## YOUR TASKS
- A) From the fly ash patent, output the passage that begins at the words "BACKGROUND OF THE" and stops after the words "used in concrete.".
- B) Answer these questions using the fly ash patent:
(i) To what temperature range is the fluidizing gas of the inclined bed preheated?
(ii) About how much do U.S. electric utilities spend each year to dispose of ash?
(iii) How many tons of cement were used to produce concrete in the U.S. in 1991?

Ammonia removal from fly ash in an acoustically enhanced fluidized bed

Abstract

A process for removing ammonia from fly ash during processing on an inclined fluidized bed. The process begins by introducing a mixture of particulates having ammonia adsorbed therein into an inclined fluidized bed. Concurrently, a fluidizing gas is pre-heated and is also introduced into the fluidized bed. The mixture is then processed along the fluidized bed with the pre-heated fluidizing gas to achieve bubbling fluidization of the particles. This causes segregation by which a dense fraction settles downward and a light fraction rises upward in the bed. Ammonia in the particles is desorbed by the pre-heated fluidizing gas. The fluidizing gas is then scrubbed after the processing step to remove the desorbed ammonia. The process may also include the use of acoustic enhancement whereby an acoustic field is imposed on the fluidized bed to improve fluidization and segregation of the particles and to increase the efficacy of ammonia removal. In addition, a heat exchanger or electric heating elements immersed in the fluidized bed can be used to heat the ash to the temperatures needed to desorb ammonia from the ash. Furthermore, the energy efficiency of the process can be improved by recovering heat from the hot ash discharged from the fluidized bed and/or from the exhaust stream of hot fluidizing gas, for reuse during preheating steps. The improved process removes ammonia in a simple and efficient manner by preheating the fluidizing gas of the inclined bed to temperatures of 300 to 500° F., and using this preheated gas to drive off any adsorbed ammonia.

Description

FIELD OF THE INVENTION

The present invention relates to the removal of adsorbed NH 3 during the process for separating different types of particulates, e.g., carbon from fly ash, using an improved inclined fluidized bed approach and acoustic enhancement.

BACKGROUND OF THE INVENTION

In a typical pulverized coal power plant, 80 percent of the ash is carried from the boiler as fly ash and is removed from the flue gas in an electrostatic precipitator, fabric filter or wet scrubber. As a result, U.S. electric utilities spend about $1 billion annually to dispose of most of the 75 million tons of ash removed from their pulverized coal burning plants. For this reason, there has been worldwide activity for many years on the development of ways of utilizing fly ash as an alternative to ash disposal. One of the high volume end uses which has found commercial acceptance is the substitution of fly ash for some of the cement used in concrete.

However, in addition to containing a variety of inert minerals, fly ash may also contain undesirable amounts of unburned carbon. High levels of unburned carbon in fly ash are common with bituminous coals burned in both corner-fired and wall-fired pulverized coal boilers. High levels of unburned coal are even more severe when low NOx burners are used for NOx control. Many utilities who wish to sell their fly ash for use in concrete must reduce these levels of fly ash carbon at high cost. Although over 56 million tons of cement were used to produce concrete in the U.S. in 1991, only approximately 7 million tons of fly ash went into U.S. concrete due to the cost of carbon removal.

[Data listing]
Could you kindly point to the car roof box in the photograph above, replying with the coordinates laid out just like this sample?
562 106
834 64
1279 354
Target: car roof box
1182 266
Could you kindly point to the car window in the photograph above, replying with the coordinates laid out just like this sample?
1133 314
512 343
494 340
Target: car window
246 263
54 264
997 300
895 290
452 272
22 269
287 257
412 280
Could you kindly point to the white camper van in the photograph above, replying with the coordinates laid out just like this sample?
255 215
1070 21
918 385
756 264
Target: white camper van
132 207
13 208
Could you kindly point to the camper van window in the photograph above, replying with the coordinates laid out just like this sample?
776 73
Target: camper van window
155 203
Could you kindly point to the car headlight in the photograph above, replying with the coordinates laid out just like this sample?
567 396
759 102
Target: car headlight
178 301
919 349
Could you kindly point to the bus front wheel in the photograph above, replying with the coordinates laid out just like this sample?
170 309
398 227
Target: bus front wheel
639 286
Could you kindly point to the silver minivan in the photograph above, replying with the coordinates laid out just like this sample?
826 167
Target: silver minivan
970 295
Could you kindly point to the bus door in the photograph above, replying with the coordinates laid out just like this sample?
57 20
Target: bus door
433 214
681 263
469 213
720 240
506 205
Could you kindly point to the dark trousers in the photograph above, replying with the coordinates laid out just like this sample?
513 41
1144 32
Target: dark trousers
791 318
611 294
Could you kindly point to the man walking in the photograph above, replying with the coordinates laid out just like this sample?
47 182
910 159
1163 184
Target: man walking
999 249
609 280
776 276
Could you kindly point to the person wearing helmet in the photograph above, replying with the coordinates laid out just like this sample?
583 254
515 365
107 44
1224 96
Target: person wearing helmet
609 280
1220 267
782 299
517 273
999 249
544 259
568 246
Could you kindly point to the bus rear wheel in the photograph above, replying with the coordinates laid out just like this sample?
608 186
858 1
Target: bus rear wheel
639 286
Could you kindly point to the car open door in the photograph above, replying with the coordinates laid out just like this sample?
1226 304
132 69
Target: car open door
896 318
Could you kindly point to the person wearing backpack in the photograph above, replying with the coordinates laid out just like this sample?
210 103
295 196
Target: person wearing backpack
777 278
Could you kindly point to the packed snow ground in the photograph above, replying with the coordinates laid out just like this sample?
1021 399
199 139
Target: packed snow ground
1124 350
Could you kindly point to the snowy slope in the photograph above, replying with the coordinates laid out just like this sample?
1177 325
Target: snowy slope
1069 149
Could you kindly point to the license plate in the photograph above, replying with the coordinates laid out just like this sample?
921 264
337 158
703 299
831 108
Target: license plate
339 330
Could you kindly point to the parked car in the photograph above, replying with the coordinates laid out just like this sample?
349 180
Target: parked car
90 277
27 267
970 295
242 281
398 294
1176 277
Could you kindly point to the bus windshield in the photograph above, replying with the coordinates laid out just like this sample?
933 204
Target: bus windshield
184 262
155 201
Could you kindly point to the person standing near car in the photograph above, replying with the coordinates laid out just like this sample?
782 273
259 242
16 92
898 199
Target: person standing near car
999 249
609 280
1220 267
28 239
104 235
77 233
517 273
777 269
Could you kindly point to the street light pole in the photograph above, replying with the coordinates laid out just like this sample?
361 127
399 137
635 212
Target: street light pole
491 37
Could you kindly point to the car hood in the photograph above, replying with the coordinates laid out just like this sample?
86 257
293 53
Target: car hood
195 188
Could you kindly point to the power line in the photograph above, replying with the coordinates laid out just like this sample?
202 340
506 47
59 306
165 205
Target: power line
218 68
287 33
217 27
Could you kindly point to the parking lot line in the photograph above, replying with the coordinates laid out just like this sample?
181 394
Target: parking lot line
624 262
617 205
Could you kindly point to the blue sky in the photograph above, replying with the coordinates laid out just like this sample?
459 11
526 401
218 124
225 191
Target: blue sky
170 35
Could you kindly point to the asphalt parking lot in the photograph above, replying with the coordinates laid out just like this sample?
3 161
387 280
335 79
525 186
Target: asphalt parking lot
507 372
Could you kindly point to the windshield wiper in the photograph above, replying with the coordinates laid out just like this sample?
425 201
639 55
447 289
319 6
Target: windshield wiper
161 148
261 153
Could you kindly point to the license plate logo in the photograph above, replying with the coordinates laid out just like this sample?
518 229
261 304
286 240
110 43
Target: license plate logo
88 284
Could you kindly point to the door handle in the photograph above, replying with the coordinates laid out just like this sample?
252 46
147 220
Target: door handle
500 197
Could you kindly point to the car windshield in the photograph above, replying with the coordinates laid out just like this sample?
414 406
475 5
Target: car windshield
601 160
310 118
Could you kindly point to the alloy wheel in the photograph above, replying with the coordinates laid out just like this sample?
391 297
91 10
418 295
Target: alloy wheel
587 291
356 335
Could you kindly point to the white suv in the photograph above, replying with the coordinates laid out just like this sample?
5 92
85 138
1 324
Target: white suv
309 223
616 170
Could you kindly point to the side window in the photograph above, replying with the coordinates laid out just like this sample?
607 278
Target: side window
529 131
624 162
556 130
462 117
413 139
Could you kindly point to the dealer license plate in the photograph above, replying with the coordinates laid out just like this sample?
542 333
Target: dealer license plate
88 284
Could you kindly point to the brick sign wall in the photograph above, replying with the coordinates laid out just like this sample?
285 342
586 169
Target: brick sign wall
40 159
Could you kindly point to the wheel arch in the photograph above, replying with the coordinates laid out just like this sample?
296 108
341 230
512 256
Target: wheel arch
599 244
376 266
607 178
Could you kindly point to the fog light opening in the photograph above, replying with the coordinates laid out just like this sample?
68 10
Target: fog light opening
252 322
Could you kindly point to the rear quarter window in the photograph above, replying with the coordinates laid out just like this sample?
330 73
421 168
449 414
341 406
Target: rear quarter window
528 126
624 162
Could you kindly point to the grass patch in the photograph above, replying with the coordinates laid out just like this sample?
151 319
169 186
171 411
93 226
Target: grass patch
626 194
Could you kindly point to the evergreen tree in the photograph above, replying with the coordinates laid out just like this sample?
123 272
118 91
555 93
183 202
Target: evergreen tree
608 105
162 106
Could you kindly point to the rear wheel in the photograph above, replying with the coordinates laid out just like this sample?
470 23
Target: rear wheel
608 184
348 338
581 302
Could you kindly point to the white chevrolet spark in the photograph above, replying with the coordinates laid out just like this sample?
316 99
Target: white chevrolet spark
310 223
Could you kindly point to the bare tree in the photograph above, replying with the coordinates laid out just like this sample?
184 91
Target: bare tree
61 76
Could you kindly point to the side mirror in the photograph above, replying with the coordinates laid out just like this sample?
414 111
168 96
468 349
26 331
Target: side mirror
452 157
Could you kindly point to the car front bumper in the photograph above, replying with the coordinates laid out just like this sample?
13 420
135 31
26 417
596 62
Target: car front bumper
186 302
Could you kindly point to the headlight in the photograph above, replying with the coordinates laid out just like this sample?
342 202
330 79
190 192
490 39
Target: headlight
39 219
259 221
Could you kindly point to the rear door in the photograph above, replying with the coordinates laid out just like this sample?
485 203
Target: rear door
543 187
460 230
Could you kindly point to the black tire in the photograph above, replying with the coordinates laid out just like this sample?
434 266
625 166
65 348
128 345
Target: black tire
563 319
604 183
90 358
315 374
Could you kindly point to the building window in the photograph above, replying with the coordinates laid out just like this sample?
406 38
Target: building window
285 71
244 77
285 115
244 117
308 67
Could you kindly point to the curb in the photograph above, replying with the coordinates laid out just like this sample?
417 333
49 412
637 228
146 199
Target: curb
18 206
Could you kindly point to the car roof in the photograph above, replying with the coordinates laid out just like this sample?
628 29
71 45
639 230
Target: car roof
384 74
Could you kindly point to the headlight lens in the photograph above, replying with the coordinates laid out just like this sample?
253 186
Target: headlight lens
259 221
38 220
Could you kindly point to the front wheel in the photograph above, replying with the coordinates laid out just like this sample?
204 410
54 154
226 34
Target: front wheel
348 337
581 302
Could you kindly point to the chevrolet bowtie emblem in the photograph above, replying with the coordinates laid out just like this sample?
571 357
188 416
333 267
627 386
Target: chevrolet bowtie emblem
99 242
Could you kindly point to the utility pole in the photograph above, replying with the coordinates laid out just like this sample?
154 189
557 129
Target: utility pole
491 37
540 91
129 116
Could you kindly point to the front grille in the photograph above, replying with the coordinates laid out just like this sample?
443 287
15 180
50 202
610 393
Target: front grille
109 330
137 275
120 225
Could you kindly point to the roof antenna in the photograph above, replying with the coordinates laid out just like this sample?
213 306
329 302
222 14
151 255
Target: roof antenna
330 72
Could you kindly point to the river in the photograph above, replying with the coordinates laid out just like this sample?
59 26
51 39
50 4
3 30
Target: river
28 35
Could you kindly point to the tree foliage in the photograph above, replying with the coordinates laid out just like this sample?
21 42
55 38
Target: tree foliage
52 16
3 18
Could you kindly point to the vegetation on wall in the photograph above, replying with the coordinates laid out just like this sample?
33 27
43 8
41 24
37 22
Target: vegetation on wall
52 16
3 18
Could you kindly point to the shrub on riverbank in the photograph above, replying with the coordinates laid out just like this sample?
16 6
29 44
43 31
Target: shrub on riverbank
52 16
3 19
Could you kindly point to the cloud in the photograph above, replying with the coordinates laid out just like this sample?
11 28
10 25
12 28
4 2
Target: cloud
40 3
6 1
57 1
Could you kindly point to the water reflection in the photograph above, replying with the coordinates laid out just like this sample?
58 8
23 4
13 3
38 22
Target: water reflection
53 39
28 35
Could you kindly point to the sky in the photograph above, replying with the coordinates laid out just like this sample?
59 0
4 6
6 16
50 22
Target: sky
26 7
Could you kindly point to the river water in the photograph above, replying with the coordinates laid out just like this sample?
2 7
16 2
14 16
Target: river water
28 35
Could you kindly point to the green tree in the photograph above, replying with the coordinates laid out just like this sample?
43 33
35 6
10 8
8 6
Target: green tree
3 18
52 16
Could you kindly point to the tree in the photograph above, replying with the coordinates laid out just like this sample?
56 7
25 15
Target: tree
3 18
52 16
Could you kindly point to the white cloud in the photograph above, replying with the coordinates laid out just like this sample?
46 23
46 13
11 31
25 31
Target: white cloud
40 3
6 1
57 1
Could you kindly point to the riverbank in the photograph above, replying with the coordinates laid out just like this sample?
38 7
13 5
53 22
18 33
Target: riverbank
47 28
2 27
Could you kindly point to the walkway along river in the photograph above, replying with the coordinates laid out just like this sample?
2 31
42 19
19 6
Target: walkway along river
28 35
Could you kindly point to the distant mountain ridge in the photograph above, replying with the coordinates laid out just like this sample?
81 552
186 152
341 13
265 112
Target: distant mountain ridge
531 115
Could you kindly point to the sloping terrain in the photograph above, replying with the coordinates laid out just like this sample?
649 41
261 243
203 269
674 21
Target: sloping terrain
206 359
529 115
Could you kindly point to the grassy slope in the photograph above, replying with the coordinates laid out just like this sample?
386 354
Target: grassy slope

## RESULTS FOR EACH TASK
- A)
BACKGROUND OF THE INVENTION

In a typical pulverized coal power plant, 80 percent of the ash is carried from the boiler as fly ash and is removed from the flue gas in an electrostatic precipitator, fabric filter or wet scrubber. As a result, U.S. electric utilities spend about $1 billion annually to dispose of most of the 75 million tons of ash removed from their pulverized coal burning plants. For this reason, there has been worldwide activity for many years on the development of ways of utilizing fly ash as an alternative to ash disposal. One of the high volume end uses which has found commercial acceptance is the substitution of fly ash for some of the cement used in concrete.

- B)
(i) 300 to 500° F.
(ii) About $1 billion.
(iii) Over 56 million tons.